* _Exercise directions_: Please gather every line below that contains the string "glass", treating uppercase and lowercase letters as different.

★ ★ ★ ★ ★ ★ ★

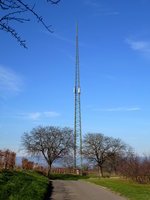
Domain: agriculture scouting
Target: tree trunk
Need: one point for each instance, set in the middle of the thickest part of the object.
(49, 170)
(100, 170)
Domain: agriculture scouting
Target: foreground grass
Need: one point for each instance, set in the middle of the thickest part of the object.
(130, 190)
(22, 185)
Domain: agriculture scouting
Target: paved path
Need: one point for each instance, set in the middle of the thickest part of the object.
(78, 190)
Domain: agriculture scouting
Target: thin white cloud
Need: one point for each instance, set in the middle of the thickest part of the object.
(100, 9)
(140, 46)
(51, 114)
(9, 81)
(91, 3)
(119, 109)
(34, 116)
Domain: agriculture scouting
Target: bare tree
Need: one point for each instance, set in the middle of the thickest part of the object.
(12, 11)
(117, 151)
(102, 150)
(51, 142)
(95, 148)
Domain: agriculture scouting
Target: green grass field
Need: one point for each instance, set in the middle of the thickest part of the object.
(125, 188)
(22, 185)
(130, 190)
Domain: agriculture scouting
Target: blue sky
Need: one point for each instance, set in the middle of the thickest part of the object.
(36, 85)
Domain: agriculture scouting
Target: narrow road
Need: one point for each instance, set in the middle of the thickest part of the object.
(78, 190)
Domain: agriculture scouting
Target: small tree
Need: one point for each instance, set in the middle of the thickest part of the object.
(51, 142)
(96, 148)
(102, 150)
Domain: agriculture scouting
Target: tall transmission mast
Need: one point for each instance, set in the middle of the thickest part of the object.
(77, 116)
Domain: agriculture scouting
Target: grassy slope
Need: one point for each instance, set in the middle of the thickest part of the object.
(21, 185)
(132, 191)
(128, 189)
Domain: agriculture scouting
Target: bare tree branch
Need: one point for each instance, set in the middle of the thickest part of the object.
(11, 11)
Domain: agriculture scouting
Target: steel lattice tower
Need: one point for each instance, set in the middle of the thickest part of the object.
(77, 114)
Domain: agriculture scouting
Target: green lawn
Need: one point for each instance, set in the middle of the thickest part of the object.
(130, 190)
(127, 189)
(22, 185)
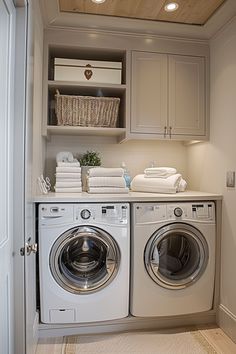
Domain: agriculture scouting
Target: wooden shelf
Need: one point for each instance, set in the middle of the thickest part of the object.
(96, 131)
(74, 87)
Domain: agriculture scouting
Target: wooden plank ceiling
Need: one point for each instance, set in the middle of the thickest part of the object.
(195, 12)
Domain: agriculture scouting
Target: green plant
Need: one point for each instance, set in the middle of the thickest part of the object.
(90, 158)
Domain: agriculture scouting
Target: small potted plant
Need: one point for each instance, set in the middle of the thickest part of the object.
(88, 160)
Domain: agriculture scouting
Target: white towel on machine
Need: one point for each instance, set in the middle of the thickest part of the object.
(105, 172)
(68, 169)
(74, 175)
(68, 184)
(68, 164)
(161, 172)
(156, 185)
(110, 190)
(68, 190)
(106, 182)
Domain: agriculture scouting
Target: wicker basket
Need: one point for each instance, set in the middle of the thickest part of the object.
(86, 111)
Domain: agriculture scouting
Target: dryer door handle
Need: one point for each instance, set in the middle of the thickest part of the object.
(155, 260)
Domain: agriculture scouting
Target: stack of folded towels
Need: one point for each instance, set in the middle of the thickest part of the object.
(159, 180)
(106, 180)
(68, 177)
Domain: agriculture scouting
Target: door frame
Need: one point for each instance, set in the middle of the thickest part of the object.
(25, 342)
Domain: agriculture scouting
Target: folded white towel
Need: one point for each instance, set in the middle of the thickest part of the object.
(68, 180)
(68, 169)
(182, 185)
(106, 182)
(67, 184)
(161, 172)
(156, 185)
(68, 164)
(158, 175)
(105, 172)
(75, 175)
(110, 190)
(68, 190)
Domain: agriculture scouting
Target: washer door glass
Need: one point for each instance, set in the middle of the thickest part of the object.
(176, 256)
(84, 259)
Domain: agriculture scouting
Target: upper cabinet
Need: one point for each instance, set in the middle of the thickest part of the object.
(149, 93)
(161, 84)
(168, 94)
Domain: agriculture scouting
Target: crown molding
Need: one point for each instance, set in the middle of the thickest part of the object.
(53, 18)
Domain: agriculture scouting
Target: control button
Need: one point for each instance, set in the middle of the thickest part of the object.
(54, 210)
(178, 212)
(85, 214)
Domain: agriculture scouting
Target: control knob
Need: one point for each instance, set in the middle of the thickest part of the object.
(178, 212)
(85, 214)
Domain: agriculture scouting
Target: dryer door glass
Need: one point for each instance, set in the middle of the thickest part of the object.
(84, 259)
(176, 256)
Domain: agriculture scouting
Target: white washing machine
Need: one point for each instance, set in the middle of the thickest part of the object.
(83, 262)
(172, 258)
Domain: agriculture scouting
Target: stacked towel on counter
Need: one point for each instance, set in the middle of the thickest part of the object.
(159, 180)
(106, 180)
(160, 172)
(68, 177)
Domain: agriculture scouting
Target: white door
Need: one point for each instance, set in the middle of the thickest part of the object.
(7, 30)
(149, 93)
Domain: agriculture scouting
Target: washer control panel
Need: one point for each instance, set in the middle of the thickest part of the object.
(104, 213)
(85, 214)
(178, 211)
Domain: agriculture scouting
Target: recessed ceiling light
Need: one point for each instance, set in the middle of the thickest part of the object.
(98, 1)
(172, 6)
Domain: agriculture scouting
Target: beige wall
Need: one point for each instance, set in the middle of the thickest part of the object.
(208, 162)
(136, 154)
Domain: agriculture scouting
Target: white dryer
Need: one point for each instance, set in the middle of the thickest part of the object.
(83, 262)
(172, 258)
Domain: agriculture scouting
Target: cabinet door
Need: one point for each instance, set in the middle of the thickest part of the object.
(187, 95)
(149, 93)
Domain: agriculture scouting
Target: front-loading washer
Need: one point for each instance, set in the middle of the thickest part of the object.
(83, 262)
(172, 258)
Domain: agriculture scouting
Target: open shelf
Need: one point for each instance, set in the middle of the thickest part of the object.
(75, 130)
(83, 88)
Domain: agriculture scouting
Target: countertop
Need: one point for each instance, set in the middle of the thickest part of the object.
(129, 197)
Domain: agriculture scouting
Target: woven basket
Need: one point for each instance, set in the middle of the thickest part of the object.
(86, 111)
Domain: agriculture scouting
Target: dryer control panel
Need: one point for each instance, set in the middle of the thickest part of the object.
(183, 211)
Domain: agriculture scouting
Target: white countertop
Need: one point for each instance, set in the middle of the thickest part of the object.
(129, 197)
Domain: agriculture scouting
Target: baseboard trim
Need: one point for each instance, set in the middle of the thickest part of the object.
(227, 322)
(129, 323)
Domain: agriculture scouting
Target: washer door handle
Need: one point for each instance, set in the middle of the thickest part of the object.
(155, 261)
(110, 264)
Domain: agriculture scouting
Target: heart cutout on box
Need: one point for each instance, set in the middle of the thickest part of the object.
(88, 73)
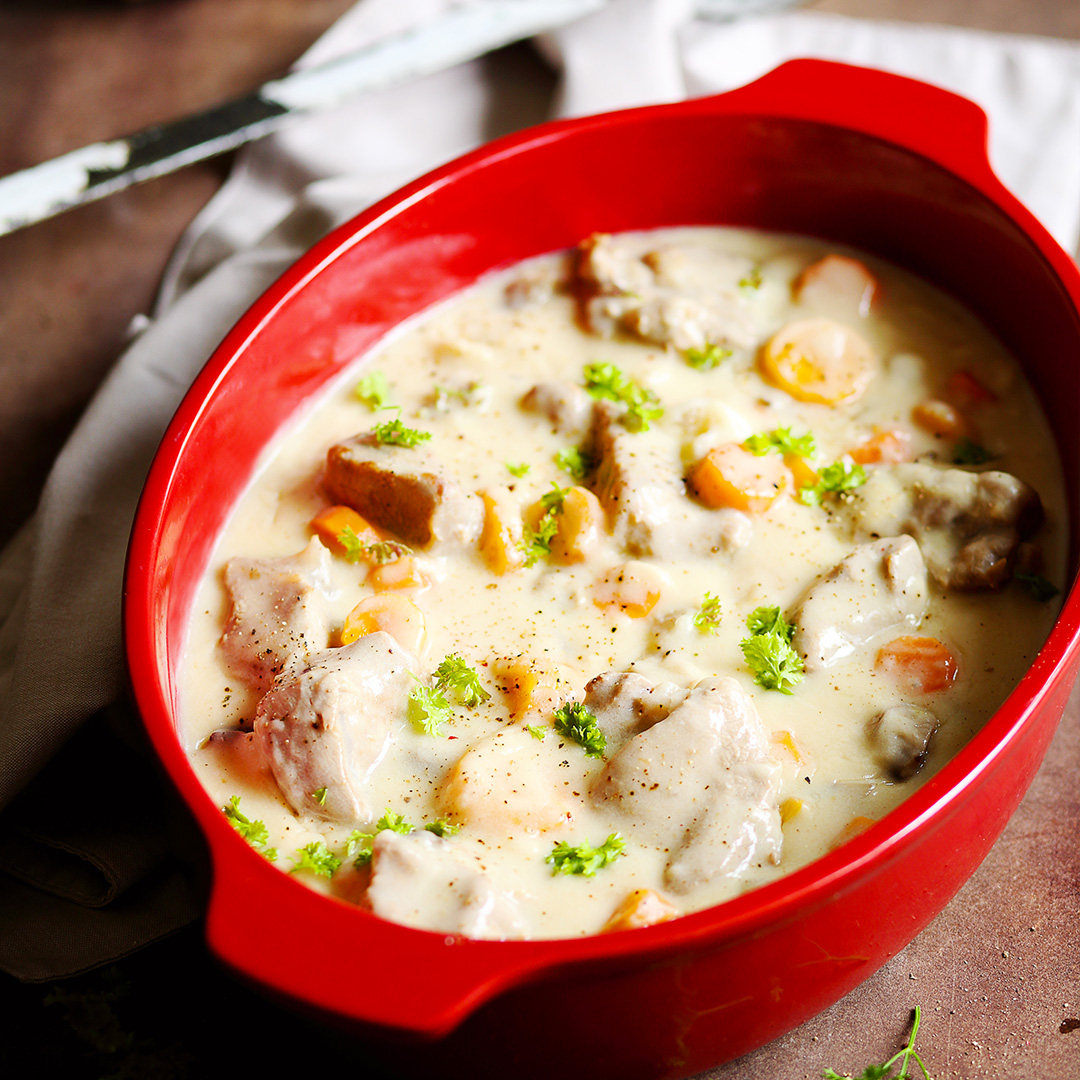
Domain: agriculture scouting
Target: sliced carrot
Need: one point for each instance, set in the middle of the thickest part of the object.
(643, 907)
(837, 281)
(634, 588)
(966, 389)
(402, 572)
(887, 446)
(730, 475)
(331, 524)
(918, 664)
(818, 360)
(788, 809)
(854, 827)
(500, 541)
(940, 418)
(392, 612)
(581, 524)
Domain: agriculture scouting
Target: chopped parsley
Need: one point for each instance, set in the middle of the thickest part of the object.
(374, 391)
(1040, 588)
(705, 360)
(454, 677)
(838, 477)
(575, 721)
(318, 859)
(254, 832)
(967, 453)
(752, 280)
(768, 650)
(536, 542)
(428, 709)
(583, 858)
(610, 382)
(572, 461)
(707, 617)
(783, 442)
(394, 433)
(379, 551)
(883, 1070)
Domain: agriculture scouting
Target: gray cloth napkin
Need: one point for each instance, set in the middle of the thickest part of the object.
(85, 872)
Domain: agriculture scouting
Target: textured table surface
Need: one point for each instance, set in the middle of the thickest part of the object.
(997, 974)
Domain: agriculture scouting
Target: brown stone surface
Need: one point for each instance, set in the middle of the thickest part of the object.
(997, 974)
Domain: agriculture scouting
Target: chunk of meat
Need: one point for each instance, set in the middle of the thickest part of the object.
(278, 612)
(324, 730)
(969, 525)
(507, 782)
(700, 784)
(430, 882)
(625, 704)
(900, 737)
(639, 484)
(683, 296)
(403, 490)
(568, 407)
(879, 585)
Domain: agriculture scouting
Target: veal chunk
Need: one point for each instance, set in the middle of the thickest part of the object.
(701, 785)
(325, 729)
(402, 490)
(685, 296)
(639, 484)
(278, 612)
(878, 585)
(968, 525)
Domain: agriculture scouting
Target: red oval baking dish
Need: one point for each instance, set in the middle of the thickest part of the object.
(880, 162)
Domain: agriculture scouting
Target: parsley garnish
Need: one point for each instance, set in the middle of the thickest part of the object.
(575, 721)
(584, 859)
(836, 478)
(374, 391)
(394, 433)
(442, 826)
(768, 650)
(572, 461)
(254, 832)
(536, 542)
(705, 360)
(456, 678)
(881, 1071)
(967, 453)
(783, 442)
(608, 381)
(707, 617)
(1038, 585)
(318, 858)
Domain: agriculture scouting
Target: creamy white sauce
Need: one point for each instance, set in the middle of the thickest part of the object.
(548, 612)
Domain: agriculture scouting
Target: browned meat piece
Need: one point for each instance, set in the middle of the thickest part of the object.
(901, 736)
(687, 297)
(638, 481)
(402, 490)
(880, 584)
(278, 612)
(324, 730)
(701, 784)
(625, 704)
(568, 407)
(969, 525)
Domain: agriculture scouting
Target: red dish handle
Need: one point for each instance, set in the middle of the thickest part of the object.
(931, 121)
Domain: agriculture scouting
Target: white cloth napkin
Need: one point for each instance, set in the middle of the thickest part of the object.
(61, 658)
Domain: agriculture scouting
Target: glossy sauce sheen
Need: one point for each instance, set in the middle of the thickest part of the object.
(831, 779)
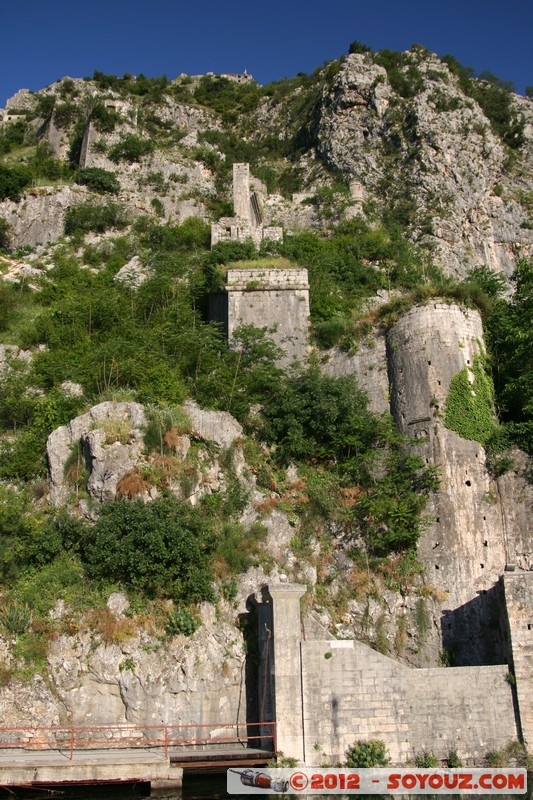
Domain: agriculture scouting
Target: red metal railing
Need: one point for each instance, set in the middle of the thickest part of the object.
(73, 737)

★ ★ ★ ★ ★ ★ ★

* _Result of this exercise_:
Target: washer door glass
Target: dryer door glass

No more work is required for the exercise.